* _EXERCISE_
Render the entries below as a Markdown table with the columns Row and Entry, giving each nonblank line its own numbered row. Omit the pictures from the table.

(Extracted records)
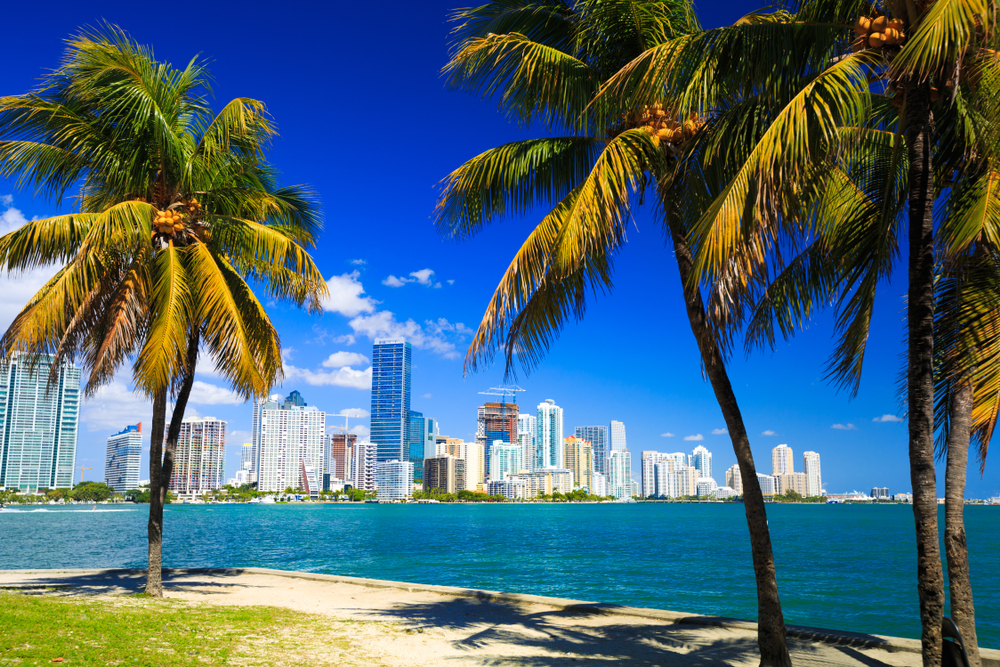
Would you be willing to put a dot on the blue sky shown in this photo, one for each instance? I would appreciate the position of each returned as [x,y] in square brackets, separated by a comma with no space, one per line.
[366,120]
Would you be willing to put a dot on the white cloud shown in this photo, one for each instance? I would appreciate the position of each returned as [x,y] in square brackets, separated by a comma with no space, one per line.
[422,277]
[384,324]
[340,377]
[203,393]
[341,359]
[346,296]
[354,412]
[16,289]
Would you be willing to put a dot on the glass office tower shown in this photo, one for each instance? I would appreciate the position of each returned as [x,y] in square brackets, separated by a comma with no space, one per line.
[38,422]
[390,420]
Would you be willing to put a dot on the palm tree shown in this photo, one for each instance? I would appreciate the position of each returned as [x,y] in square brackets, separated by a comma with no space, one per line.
[178,217]
[546,62]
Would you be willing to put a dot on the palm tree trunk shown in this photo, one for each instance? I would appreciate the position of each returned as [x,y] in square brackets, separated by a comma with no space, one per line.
[154,581]
[770,621]
[920,375]
[158,489]
[962,610]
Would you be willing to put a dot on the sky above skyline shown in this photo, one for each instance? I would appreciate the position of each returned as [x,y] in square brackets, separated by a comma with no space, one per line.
[366,120]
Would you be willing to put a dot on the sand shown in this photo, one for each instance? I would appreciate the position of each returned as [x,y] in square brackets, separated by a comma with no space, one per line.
[401,626]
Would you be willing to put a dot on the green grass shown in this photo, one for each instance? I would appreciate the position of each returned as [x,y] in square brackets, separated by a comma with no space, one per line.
[135,631]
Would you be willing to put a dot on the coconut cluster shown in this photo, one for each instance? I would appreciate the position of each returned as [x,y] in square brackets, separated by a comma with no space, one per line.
[169,222]
[877,32]
[656,122]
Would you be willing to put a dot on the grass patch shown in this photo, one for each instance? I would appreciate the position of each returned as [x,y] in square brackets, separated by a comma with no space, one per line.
[150,632]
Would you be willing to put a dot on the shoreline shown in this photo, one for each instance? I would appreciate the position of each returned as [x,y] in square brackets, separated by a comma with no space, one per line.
[395,593]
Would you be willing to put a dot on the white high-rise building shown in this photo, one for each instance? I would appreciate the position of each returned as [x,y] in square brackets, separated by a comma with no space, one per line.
[618,437]
[394,480]
[548,440]
[701,460]
[734,480]
[288,443]
[38,422]
[200,459]
[121,459]
[814,480]
[649,461]
[620,474]
[362,465]
[781,460]
[505,459]
[527,430]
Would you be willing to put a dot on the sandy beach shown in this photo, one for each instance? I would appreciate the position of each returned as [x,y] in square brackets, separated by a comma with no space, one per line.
[406,626]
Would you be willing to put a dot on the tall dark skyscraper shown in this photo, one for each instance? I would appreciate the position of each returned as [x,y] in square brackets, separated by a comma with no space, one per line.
[391,399]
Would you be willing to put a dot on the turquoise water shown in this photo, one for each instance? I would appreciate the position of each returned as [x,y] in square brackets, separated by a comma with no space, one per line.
[848,567]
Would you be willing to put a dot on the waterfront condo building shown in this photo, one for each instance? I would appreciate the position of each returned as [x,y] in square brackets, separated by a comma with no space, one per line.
[361,465]
[781,460]
[597,436]
[390,418]
[422,436]
[496,421]
[445,472]
[579,457]
[288,441]
[701,460]
[814,480]
[620,474]
[547,481]
[394,480]
[337,455]
[506,459]
[734,480]
[548,438]
[121,459]
[617,439]
[200,458]
[527,430]
[38,422]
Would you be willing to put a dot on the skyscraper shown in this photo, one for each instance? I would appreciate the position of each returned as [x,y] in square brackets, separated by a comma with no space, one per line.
[496,421]
[200,457]
[548,438]
[618,437]
[390,418]
[598,438]
[701,460]
[527,431]
[422,436]
[121,459]
[781,460]
[288,444]
[814,480]
[620,474]
[579,457]
[38,422]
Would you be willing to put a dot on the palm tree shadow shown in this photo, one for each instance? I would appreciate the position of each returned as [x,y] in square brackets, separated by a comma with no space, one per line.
[506,633]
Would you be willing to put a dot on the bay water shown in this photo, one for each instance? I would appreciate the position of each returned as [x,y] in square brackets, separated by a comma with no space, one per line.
[845,567]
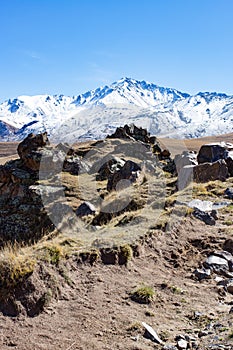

* _RESPONSE_
| Row | Entry |
|---|---|
| 1 | Would you be willing to put a dot on the blue sky shown in this photo, one for each instance? I would appreciate the position of each returned as [x,y] in square brackets, separated by a comma with no space, one per line. |
| 2 | [366,120] |
| 3 | Would you be willing to put a dot on the white cloud shown in this photo, one for each instance? I would appreciate the position of each returned as [x,y] in square brackets, separated by a comma with no space, one per line. |
| 4 | [422,277] |
| 5 | [384,324] |
| 6 | [340,377] |
| 7 | [203,393] |
| 8 | [341,359] |
| 9 | [346,296] |
| 10 | [354,412] |
| 11 | [16,289] |
| 12 | Would you be willing to put a dot on the glass office tower shown in this photo, one for each instance? I would appreciate the position of each returned as [x,y] in square brackets, separated by a comma with no space, one per line. |
| 13 | [38,422] |
| 14 | [390,420] |
| 15 | Would you be willing to put a dot on the palm tree shown in this photo, one for each instance? I would appreciate the position of each returned as [x,y] in square brackets, separated by a comma with no space, one per line. |
| 16 | [178,217] |
| 17 | [546,62] |
| 18 | Would you be willing to put a dot on the palm tree trunk shown in this photo, one for each instance? I would appreciate the position of each returned as [x,y] in square brackets, separated by a comma with no space, one per line. |
| 19 | [154,581] |
| 20 | [770,621] |
| 21 | [920,375] |
| 22 | [158,489] |
| 23 | [962,610] |
| 24 | Would you be willing to put a dot on the sky above skyline shown in this photo, one for each instance? I would appreciate the position of each returned as [x,y] in square brackets, separated by a comma with no space, one per line. |
| 25 | [366,120] |
| 26 | Would you be willing to put a dot on the sand shown in this photo, one for each instance? I would appreciate the position of each returned as [x,y] in square brackets, separated by a comma with no space, one per line. |
| 27 | [401,626] |
| 28 | Would you be willing to put a dot on the green grass shown in this photo, one for each instance? I would appreciate the position of each returned as [x,y] in square brackets, separated by a comma with no space, one per line. |
| 29 | [135,631] |
| 30 | Would you be willing to put a dot on the coconut cluster shown in this photo, one for each instance? I would appreciate the position of each returned as [x,y] in square brackets, separated by a comma with no space, one per line. |
| 31 | [169,222] |
| 32 | [877,32] |
| 33 | [656,122] |
| 34 | Would you be willing to put a dot on the grass patch shown in this photo, one for each instance? I would appreciate the position of each returned as [x,y] in square brackets, separated by a comma with no space, one per line. |
| 35 | [150,632] |
| 36 | Would you be willing to put a dot on the shoreline shown in this photo, one for each instance? I would appreciate the position of each returned as [x,y] in square brackets, separated by a comma with no space, one per line. |
| 37 | [395,593] |
| 38 | Would you be willing to put a dot on the white high-rise building shown in this photo, one for each instance? I would appreciate the position of each returned as [x,y] in square brackets, separated by a comma with no space, one per line. |
| 39 | [618,437] |
| 40 | [394,480] |
| 41 | [548,440] |
| 42 | [701,460] |
| 43 | [734,480] |
| 44 | [288,443] |
| 45 | [38,422] |
| 46 | [200,459] |
| 47 | [121,459] |
| 48 | [814,480] |
| 49 | [649,461] |
| 50 | [620,474] |
| 51 | [362,465] |
| 52 | [781,460] |
| 53 | [505,459] |
| 54 | [527,430] |
| 55 | Would you be willing to put a dot on the sandy beach shown in this photo, one for each instance? I would appreciate the position of each returned as [x,y] in square brackets, separated by a comma with no space, one per line. |
| 56 | [406,626] |
| 57 | Would you be willing to put a dot on the tall dark skyscraper shown in this photo, one for each instance? I would appreciate the position of each returned as [x,y] in square brackets, separated by a comma with no space, one per line. |
| 58 | [391,399] |
| 59 | Would you be willing to put a dot on the turquoise water shown in this photo, one for each instance? I would appreciate the position of each returned as [x,y] in square brackets, separated by a comma with no space, one per line. |
| 60 | [848,567] |
| 61 | Would you be willing to put a dot on the waterfront condo building shown in this photo, one for each instance? I would appreciate the position of each returned as [x,y] in square brackets, separated by a comma with no space, one per line. |
| 62 | [361,465] |
| 63 | [781,460] |
| 64 | [597,436] |
| 65 | [390,418] |
| 66 | [422,436] |
| 67 | [496,421] |
| 68 | [445,472] |
| 69 | [579,457] |
| 70 | [288,441] |
| 71 | [701,460] |
| 72 | [814,480] |
| 73 | [620,474] |
| 74 | [547,481] |
| 75 | [394,480] |
| 76 | [337,455] |
| 77 | [506,459] |
| 78 | [734,480] |
| 79 | [548,438] |
| 80 | [121,459] |
| 81 | [617,439] |
| 82 | [200,458] |
| 83 | [527,430] |
| 84 | [38,422] |
| 85 | Would you be willing to put a dot on the skyscraper shown in this photo, one for each instance? I would appreciate the position of each returned as [x,y] in square brackets, separated by a comma with no space, one per line. |
| 86 | [496,421] |
| 87 | [200,457] |
| 88 | [548,438] |
| 89 | [618,437] |
| 90 | [390,418] |
| 91 | [598,438] |
| 92 | [701,460] |
| 93 | [527,431] |
| 94 | [422,436] |
| 95 | [121,459] |
| 96 | [781,460] |
| 97 | [288,444] |
| 98 | [814,480] |
| 99 | [620,474] |
| 100 | [579,457] |
| 101 | [38,422] |
| 102 | Would you be willing to put a dot on the palm tree shadow shown in this photo, one for each instance? I would appreciate the position of each returned as [x,y] in square brackets, separated by a comma with no space, one per line. |
| 103 | [506,633] |
| 104 | Would you be willing to put a dot on the bay water shown in this photo, one for each instance? I would appreciate the position of each returned as [x,y] in square brackets, separated by a comma with no space, one per line. |
| 105 | [845,567] |